■ PROBLEM:
Lay out everything from the start of the entries down to the line containing "Segments of the wooden", both ends included, as a Markdown table. Use the columns No. and Line, and leave out any blank lines.

■ THE RECORDS:

+===+

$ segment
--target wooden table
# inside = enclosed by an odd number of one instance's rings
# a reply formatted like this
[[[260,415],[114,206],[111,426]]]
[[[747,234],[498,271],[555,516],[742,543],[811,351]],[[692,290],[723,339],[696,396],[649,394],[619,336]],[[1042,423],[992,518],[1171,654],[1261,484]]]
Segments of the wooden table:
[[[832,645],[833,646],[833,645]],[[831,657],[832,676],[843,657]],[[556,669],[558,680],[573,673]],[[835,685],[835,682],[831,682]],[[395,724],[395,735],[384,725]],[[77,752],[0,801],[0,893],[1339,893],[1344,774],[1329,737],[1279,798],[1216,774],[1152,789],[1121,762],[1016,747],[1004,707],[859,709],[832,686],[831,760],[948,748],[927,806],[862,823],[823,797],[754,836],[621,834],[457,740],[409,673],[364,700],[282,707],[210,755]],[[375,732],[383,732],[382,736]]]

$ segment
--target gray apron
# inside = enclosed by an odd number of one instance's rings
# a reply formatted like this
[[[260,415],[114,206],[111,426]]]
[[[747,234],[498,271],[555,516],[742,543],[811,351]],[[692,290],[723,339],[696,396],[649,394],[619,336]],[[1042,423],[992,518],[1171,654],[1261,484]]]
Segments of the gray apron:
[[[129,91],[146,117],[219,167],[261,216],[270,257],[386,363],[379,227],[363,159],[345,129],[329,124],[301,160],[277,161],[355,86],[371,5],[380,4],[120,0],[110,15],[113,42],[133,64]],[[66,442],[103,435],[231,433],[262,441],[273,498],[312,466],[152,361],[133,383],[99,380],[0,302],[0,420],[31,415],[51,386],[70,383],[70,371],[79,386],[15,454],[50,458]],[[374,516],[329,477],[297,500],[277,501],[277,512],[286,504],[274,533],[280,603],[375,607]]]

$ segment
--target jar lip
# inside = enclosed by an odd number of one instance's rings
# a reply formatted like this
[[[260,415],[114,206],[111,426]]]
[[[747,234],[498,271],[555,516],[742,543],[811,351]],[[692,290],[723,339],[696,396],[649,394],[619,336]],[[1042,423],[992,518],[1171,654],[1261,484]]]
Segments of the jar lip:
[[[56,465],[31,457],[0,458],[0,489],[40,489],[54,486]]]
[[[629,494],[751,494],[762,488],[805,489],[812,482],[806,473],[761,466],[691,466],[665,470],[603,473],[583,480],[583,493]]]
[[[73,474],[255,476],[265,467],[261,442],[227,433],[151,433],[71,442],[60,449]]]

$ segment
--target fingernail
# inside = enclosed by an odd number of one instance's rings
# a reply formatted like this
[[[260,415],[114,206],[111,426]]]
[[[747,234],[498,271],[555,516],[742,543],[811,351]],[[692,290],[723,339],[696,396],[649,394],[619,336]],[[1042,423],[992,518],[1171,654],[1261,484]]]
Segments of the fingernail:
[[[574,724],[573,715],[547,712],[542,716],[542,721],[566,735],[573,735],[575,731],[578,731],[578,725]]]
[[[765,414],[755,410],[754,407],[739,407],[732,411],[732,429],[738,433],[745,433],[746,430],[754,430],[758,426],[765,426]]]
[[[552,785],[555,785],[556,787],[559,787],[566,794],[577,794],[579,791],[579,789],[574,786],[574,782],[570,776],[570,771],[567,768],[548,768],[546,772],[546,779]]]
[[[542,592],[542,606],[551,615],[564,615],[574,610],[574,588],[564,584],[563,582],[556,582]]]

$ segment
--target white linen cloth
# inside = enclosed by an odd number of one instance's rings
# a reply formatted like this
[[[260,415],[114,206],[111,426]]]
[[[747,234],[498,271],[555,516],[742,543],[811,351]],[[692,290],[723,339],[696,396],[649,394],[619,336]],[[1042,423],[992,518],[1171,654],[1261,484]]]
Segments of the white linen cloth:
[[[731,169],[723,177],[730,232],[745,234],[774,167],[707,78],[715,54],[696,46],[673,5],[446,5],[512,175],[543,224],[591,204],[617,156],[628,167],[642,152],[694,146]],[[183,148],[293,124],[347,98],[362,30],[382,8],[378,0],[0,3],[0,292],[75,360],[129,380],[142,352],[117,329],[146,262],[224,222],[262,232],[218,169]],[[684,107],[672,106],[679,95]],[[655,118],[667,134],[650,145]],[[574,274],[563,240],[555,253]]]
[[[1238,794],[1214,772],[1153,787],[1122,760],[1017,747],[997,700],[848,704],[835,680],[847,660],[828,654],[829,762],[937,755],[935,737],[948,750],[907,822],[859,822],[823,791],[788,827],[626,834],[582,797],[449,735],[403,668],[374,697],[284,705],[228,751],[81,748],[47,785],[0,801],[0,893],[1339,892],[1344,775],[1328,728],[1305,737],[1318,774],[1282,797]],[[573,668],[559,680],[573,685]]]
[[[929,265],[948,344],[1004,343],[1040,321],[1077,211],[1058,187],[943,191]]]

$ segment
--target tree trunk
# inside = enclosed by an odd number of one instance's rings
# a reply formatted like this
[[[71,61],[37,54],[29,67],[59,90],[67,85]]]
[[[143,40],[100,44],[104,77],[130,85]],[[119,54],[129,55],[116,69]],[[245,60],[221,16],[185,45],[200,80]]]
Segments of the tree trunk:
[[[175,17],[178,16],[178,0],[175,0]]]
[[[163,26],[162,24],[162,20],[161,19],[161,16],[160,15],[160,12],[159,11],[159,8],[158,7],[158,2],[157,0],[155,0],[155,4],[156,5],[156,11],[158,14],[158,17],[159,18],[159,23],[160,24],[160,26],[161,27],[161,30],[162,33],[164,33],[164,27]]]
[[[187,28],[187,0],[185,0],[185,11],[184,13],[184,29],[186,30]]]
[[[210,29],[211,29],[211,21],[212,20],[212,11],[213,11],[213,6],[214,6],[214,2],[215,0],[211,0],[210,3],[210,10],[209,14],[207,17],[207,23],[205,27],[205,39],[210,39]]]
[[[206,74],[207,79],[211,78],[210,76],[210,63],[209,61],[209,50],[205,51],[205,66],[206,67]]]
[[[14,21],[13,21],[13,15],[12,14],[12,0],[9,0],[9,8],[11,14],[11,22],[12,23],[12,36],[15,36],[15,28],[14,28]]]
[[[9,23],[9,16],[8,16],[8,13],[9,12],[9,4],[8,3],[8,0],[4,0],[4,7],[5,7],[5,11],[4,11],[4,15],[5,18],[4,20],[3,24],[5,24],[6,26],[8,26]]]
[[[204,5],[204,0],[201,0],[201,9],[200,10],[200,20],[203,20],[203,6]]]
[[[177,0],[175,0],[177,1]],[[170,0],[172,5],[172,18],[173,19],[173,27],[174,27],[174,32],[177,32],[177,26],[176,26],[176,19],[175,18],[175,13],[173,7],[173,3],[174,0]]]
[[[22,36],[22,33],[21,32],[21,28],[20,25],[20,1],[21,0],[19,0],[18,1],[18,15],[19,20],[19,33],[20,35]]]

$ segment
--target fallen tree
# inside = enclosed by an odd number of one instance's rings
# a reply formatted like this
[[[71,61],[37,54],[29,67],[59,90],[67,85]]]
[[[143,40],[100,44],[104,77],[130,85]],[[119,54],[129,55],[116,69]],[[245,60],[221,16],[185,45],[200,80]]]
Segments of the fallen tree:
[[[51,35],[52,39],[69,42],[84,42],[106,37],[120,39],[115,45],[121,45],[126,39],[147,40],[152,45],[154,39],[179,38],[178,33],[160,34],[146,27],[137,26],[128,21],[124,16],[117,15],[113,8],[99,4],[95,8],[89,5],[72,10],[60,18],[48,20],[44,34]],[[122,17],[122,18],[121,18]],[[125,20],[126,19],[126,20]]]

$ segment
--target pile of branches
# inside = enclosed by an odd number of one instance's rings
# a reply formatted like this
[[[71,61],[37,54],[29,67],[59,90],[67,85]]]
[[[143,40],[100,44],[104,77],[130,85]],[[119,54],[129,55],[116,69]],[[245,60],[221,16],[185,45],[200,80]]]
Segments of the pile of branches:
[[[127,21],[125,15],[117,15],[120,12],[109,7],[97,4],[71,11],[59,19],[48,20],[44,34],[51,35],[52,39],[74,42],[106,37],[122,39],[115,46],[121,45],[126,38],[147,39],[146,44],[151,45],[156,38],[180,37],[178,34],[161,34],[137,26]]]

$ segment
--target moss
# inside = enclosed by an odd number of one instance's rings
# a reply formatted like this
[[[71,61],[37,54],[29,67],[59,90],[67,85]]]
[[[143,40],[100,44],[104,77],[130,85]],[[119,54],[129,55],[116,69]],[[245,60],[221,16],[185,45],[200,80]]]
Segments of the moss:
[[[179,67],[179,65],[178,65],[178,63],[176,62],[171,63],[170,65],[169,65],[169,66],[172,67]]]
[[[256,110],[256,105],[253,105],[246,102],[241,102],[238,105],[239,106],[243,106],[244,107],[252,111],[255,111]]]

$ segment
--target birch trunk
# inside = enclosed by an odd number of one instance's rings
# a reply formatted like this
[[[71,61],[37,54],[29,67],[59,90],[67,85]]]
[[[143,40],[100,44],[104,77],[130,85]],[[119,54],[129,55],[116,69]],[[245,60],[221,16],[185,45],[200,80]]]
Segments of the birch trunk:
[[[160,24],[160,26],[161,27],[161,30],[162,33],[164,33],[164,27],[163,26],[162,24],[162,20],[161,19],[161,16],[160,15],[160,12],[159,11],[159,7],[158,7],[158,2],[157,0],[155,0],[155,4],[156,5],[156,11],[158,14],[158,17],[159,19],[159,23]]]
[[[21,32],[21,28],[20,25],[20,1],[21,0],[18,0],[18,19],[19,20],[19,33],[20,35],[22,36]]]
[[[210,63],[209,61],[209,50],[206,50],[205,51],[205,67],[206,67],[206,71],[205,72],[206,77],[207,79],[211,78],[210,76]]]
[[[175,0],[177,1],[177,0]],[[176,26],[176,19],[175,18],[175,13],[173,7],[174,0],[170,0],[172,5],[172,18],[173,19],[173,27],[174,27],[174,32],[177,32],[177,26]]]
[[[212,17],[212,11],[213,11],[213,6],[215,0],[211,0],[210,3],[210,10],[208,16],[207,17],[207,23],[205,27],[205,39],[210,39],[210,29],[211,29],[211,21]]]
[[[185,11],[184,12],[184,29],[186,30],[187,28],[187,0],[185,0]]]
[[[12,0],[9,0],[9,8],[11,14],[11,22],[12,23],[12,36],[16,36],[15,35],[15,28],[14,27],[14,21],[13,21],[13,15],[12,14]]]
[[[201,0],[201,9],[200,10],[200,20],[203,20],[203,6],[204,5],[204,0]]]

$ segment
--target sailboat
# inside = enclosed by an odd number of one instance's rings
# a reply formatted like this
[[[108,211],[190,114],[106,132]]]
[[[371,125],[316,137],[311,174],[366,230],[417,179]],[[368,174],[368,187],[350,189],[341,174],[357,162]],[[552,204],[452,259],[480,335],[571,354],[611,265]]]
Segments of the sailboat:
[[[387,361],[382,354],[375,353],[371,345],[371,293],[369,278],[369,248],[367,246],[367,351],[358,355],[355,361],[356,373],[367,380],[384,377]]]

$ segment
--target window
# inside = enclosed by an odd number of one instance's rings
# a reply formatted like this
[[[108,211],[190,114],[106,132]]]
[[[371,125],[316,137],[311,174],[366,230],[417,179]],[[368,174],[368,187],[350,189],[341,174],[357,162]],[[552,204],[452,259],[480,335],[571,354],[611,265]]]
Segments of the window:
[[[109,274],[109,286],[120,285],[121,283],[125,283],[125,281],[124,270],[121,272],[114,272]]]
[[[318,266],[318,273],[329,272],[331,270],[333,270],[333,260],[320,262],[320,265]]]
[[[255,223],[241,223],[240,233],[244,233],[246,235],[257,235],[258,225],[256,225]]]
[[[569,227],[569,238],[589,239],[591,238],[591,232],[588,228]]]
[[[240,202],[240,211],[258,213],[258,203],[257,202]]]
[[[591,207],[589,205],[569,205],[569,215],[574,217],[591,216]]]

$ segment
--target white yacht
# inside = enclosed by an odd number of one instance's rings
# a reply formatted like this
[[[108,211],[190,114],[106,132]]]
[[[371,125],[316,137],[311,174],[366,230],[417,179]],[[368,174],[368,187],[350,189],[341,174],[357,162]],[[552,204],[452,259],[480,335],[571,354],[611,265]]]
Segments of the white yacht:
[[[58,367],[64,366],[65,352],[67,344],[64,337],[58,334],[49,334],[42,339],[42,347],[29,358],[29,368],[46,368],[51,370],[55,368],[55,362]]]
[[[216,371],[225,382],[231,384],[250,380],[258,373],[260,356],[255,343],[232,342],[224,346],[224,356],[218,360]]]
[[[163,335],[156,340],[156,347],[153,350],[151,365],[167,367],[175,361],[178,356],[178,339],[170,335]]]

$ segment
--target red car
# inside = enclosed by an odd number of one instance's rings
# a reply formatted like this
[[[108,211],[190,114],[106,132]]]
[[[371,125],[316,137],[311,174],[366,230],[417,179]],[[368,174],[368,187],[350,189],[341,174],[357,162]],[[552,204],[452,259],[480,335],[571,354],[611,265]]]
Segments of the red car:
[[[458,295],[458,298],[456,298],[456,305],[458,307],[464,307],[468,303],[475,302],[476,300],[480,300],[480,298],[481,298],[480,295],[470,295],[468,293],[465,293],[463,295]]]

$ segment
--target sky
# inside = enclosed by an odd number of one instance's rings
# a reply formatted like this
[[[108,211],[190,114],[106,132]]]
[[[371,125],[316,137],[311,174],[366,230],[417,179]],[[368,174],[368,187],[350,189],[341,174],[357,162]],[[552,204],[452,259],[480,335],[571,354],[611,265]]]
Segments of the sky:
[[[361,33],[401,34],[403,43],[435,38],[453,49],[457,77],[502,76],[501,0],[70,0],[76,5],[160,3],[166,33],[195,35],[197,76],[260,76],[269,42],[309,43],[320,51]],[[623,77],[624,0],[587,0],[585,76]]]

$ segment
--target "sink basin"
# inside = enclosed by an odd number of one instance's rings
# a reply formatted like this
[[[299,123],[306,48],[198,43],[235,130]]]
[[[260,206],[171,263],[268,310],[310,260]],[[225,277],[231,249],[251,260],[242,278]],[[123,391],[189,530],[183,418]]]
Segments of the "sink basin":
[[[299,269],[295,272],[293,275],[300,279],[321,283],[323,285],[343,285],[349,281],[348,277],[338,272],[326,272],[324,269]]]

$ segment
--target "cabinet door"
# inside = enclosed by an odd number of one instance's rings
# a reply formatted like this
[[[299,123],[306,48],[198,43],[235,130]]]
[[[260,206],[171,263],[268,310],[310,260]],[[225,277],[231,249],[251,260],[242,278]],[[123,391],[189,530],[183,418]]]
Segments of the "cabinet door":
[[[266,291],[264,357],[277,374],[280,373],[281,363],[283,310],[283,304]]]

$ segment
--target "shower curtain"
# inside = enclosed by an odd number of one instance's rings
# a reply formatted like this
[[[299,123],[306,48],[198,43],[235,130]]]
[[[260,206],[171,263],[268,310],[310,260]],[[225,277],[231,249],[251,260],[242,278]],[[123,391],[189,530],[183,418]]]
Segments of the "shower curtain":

+===+

■ WRITTEN REPLY:
| No. | Line |
|---|---|
| 1 | $ segment |
| 2 | --target wooden table |
| 3 | # inside = enclosed by an odd number of one instance's rings |
| 4 | # a reply formatted like this |
| 5 | [[[260,415],[114,206],[111,426]]] |
| 6 | [[[747,234],[498,271],[555,516],[742,543],[811,351]],[[692,290],[723,339],[696,396],[649,394],[619,336]],[[1042,423],[992,518],[1171,654],[1261,484]]] |
| 7 | Segments of the wooden table: |